• The data:
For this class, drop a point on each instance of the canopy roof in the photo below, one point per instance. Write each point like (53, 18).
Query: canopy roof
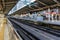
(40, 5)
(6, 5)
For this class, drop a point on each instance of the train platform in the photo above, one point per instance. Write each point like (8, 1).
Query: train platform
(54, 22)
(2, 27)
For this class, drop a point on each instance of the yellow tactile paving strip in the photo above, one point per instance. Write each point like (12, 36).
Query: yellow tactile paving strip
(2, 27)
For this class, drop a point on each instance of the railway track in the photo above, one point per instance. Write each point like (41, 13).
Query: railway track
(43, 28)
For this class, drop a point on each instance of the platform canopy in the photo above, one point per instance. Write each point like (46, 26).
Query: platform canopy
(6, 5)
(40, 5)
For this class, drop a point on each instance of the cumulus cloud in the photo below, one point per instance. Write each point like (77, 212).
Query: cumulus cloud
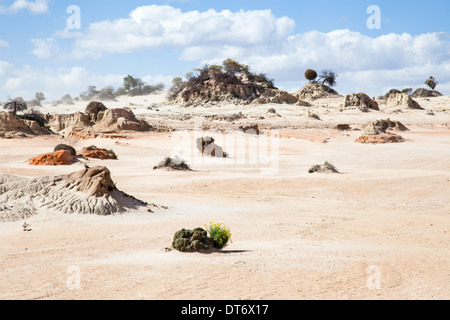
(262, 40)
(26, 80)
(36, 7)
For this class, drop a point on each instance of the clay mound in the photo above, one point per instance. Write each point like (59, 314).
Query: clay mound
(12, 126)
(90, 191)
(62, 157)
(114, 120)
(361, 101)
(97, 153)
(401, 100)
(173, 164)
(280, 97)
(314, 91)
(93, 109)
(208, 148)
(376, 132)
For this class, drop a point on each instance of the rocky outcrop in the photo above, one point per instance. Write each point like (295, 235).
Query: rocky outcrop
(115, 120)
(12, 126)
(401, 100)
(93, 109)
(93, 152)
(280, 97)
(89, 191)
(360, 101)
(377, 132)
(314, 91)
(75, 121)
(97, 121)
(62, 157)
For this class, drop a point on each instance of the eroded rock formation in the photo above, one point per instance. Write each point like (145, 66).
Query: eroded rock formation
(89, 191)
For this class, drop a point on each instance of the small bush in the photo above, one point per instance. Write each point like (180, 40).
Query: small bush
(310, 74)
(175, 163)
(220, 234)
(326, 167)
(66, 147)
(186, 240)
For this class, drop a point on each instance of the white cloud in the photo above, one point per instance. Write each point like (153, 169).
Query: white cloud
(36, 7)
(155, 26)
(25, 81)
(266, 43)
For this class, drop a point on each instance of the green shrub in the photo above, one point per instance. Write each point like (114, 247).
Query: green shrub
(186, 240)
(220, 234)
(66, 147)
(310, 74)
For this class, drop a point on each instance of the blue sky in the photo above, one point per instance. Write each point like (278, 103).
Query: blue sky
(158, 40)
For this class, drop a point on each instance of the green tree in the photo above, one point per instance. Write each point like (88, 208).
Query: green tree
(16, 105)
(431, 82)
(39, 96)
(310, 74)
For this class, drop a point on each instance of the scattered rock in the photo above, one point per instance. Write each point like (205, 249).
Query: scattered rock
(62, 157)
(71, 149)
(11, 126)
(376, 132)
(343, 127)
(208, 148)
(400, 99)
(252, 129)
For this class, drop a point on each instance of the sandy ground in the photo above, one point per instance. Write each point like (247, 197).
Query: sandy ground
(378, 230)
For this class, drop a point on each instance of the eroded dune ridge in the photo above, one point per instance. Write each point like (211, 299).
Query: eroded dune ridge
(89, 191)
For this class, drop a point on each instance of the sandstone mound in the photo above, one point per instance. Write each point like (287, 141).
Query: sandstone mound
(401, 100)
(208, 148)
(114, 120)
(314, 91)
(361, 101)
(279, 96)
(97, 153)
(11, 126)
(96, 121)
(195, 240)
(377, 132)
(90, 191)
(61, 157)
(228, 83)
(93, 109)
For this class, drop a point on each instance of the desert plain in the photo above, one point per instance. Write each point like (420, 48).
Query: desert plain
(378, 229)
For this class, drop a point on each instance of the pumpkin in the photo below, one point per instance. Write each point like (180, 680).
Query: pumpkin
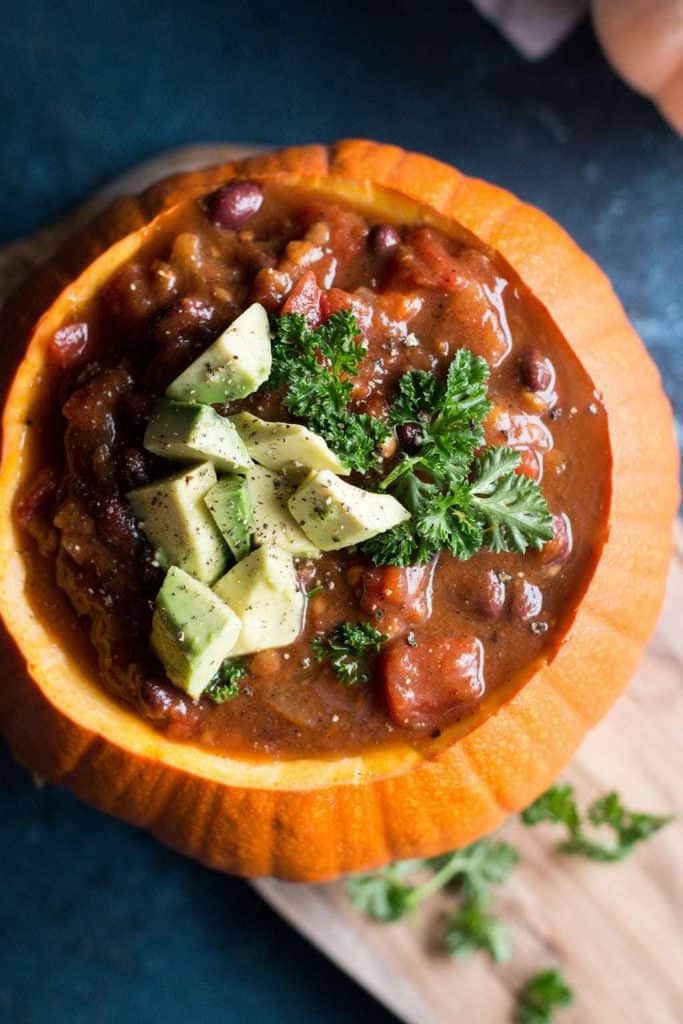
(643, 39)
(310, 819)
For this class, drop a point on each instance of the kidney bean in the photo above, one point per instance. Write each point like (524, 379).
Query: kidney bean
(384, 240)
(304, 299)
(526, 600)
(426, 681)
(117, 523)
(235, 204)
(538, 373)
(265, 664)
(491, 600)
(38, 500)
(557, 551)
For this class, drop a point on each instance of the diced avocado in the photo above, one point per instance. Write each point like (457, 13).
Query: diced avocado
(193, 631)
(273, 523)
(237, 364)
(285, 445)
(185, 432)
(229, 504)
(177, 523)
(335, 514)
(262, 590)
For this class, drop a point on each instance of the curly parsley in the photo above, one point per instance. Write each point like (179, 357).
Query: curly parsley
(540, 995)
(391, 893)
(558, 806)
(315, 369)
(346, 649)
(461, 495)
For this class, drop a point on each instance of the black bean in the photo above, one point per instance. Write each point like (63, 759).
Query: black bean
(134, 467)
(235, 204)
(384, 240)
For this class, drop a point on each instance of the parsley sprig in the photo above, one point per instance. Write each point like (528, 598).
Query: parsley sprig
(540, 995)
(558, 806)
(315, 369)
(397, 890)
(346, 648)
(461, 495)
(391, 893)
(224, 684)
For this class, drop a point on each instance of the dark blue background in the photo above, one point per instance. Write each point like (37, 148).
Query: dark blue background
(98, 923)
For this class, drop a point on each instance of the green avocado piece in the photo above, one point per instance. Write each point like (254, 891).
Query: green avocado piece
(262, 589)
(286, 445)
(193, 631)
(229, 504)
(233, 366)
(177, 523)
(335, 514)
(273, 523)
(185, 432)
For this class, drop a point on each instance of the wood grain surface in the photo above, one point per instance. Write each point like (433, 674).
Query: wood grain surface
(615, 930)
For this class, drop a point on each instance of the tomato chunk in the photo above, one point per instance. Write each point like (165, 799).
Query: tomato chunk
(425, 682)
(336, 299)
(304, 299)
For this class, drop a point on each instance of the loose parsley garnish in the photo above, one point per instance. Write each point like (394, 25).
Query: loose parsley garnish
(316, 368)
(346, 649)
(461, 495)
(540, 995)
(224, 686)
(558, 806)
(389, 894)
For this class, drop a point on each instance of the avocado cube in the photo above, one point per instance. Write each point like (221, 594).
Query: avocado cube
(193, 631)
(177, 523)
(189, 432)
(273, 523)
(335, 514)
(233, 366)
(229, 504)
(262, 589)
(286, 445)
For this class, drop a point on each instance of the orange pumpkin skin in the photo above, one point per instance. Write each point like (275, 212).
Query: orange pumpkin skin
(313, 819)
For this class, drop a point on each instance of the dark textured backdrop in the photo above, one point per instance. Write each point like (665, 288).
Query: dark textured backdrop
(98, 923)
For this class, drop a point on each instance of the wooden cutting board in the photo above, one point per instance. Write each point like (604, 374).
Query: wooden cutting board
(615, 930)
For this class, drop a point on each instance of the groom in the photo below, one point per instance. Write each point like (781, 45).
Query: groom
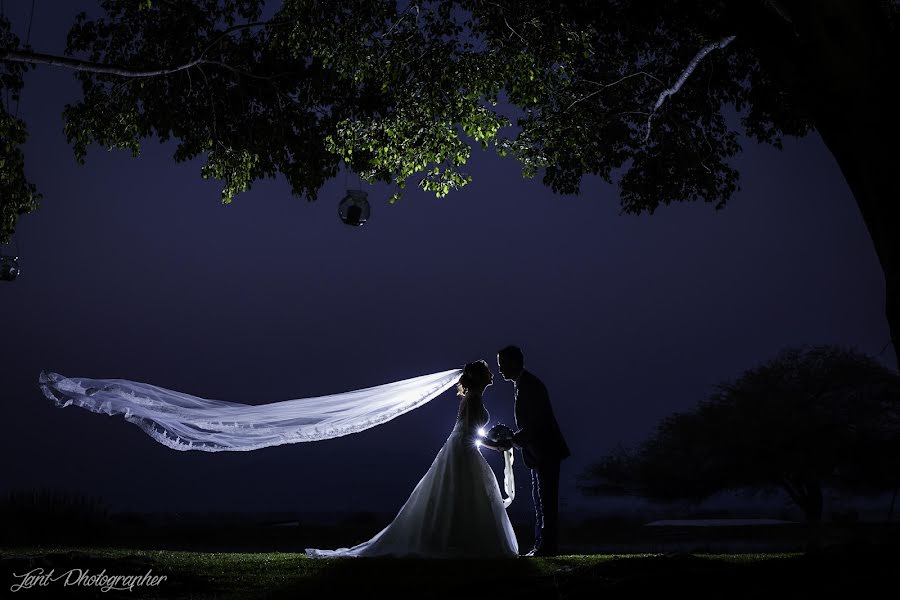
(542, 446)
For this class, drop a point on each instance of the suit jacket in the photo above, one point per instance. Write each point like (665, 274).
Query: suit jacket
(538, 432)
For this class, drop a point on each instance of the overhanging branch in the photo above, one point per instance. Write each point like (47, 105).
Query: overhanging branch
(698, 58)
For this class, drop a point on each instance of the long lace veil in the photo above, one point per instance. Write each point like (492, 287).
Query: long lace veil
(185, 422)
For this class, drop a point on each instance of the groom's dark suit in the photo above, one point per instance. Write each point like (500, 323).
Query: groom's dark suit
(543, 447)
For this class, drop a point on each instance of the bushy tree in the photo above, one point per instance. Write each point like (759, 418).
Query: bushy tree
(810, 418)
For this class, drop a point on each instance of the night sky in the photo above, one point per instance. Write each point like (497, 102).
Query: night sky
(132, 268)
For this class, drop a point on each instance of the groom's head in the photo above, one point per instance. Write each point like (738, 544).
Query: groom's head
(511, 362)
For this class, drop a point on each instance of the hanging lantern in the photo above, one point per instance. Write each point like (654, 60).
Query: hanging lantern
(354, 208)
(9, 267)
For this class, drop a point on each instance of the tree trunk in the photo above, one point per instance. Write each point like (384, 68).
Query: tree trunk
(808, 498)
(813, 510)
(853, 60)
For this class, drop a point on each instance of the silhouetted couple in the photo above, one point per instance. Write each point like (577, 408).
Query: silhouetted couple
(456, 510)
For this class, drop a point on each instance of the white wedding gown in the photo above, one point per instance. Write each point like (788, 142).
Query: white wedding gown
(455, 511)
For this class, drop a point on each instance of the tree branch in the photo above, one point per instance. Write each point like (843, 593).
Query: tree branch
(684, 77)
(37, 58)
* * *
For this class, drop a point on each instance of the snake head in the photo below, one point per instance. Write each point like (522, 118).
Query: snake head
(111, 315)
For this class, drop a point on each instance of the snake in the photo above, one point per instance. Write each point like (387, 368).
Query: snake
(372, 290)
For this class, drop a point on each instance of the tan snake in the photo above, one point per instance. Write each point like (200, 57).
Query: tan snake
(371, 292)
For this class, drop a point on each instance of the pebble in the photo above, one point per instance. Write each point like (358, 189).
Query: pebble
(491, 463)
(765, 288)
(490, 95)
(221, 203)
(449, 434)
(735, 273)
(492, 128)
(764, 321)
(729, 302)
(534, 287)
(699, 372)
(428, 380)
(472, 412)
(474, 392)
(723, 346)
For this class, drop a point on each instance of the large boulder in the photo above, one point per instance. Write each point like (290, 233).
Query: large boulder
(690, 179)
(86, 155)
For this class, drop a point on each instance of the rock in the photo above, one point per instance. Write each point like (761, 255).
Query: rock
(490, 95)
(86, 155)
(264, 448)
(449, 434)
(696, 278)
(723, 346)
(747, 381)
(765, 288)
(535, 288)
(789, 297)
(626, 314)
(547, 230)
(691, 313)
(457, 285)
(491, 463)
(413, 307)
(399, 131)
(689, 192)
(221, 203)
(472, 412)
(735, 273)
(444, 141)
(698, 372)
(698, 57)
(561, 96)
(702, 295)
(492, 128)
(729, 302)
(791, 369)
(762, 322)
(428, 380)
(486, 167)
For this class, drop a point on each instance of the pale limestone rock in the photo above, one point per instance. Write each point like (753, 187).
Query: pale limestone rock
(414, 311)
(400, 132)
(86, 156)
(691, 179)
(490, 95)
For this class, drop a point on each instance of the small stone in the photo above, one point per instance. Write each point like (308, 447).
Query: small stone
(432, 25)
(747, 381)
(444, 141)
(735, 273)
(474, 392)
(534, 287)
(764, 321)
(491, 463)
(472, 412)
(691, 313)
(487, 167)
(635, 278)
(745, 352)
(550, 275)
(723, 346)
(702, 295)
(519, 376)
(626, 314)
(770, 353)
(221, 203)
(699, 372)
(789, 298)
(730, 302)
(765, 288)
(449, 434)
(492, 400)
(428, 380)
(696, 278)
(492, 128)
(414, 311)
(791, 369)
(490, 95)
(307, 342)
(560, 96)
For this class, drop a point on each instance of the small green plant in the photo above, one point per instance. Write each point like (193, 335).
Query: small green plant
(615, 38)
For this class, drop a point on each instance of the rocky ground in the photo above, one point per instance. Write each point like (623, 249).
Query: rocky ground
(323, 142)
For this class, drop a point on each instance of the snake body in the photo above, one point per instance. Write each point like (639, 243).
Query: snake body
---
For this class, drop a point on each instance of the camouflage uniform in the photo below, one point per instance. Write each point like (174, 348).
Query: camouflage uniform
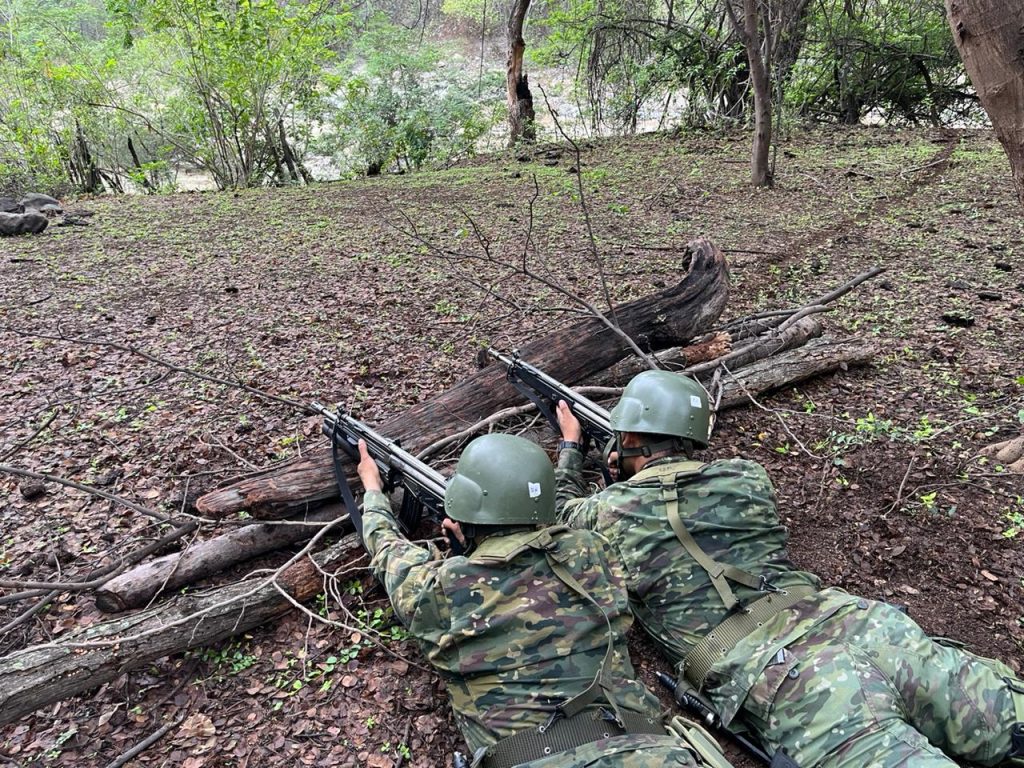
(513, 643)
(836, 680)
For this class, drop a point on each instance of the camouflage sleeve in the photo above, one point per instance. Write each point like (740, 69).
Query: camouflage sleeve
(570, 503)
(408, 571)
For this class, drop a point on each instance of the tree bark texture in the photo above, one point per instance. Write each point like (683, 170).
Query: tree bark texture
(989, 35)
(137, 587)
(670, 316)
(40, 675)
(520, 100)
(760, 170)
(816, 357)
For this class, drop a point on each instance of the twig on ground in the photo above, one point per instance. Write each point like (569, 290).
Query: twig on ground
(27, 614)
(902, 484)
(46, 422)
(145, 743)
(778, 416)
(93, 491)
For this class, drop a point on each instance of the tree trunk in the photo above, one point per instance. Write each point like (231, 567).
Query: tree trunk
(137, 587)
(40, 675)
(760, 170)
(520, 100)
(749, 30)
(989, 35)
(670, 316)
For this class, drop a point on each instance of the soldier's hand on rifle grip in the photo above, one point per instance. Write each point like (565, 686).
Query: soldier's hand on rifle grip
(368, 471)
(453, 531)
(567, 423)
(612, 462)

• Aim of the task: Show every line of the data above that contains the word "avocado".

• Output for this exercise:
For this class, drop a point on each instance of the diced avocado in the photo above, one point per instance. Write each point like (457, 13).
Query: diced avocado
For this class, drop a point on each instance of the green avocado piece in the photo above, one point per instance. Write each point like (254, 891).
Query: green avocado piece
For this class, drop a point on each instance of the avocado cube in the photo above, one point per instance. Write each point like (221, 594).
Query: avocado cube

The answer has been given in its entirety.